| Given entries |
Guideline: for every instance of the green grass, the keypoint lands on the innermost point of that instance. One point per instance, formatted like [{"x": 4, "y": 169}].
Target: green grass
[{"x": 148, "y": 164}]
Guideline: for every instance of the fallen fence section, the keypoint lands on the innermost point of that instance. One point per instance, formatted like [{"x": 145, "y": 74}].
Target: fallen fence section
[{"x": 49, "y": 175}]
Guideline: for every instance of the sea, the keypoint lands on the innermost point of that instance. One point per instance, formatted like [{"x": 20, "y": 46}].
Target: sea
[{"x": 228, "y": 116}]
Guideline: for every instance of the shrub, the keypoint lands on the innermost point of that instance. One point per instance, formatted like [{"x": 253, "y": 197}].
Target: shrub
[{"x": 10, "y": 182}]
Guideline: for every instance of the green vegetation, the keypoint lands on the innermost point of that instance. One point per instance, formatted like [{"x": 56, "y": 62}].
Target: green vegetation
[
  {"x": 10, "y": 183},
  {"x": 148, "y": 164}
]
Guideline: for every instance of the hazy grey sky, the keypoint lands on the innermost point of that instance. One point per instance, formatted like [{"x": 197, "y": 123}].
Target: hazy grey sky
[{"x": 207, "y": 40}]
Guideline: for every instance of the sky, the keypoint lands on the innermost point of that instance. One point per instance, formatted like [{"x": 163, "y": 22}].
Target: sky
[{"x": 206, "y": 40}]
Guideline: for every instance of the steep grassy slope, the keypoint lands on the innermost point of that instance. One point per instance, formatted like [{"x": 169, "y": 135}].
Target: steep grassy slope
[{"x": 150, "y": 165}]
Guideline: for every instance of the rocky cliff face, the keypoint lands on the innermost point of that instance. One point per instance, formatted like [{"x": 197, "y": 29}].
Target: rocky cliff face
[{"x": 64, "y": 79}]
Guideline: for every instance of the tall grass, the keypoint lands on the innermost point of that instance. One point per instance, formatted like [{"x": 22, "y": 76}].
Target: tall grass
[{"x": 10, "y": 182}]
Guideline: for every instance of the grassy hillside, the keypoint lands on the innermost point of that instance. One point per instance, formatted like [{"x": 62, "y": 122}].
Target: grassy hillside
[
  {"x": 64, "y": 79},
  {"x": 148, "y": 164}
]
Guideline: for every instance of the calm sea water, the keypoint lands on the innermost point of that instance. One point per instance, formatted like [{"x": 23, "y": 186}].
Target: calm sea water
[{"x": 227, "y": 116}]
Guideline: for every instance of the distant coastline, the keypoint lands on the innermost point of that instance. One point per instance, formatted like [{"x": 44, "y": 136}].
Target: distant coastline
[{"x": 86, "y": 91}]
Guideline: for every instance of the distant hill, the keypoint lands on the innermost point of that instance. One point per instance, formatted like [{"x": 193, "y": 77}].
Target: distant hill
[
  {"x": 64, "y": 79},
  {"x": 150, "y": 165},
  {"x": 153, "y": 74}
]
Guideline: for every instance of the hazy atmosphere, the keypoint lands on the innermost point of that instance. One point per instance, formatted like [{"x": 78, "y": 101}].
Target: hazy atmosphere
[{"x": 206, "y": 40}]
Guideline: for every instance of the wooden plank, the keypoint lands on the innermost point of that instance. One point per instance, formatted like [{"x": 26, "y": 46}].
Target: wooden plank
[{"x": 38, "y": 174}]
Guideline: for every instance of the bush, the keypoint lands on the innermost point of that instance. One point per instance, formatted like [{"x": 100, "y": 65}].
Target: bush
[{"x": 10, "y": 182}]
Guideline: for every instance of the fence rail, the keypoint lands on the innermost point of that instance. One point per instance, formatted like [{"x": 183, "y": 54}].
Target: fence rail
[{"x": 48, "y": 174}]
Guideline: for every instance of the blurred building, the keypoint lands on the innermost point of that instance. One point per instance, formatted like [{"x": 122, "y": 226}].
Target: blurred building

| What the task asks |
Reproduce the listing above exactly from the line containing "Guideline: for every instance of the wooden" through its last line, with both of those lines included.

| Output of the exercise |
Guideline: for every instance of the wooden plank, the keypoint lands on the innermost point of that instance. One point per instance, formatted like [{"x": 26, "y": 46}].
Target: wooden plank
[{"x": 38, "y": 174}]
Guideline: for every instance of the bush, the keypoint lands on the innermost point of that instance. One point per instance, formatted like [{"x": 100, "y": 65}].
Target: bush
[{"x": 10, "y": 182}]
Guideline: for every instance of the fence rail, the keypoint lands on the innermost point of that instance. One point per instance, formatted like [{"x": 183, "y": 54}].
Target: fence rail
[{"x": 48, "y": 174}]
Guideline: for every instance of the blurred building, the keypoint lands on the innermost point of that instance. One point per instance, formatted like [{"x": 122, "y": 226}].
Target: blurred building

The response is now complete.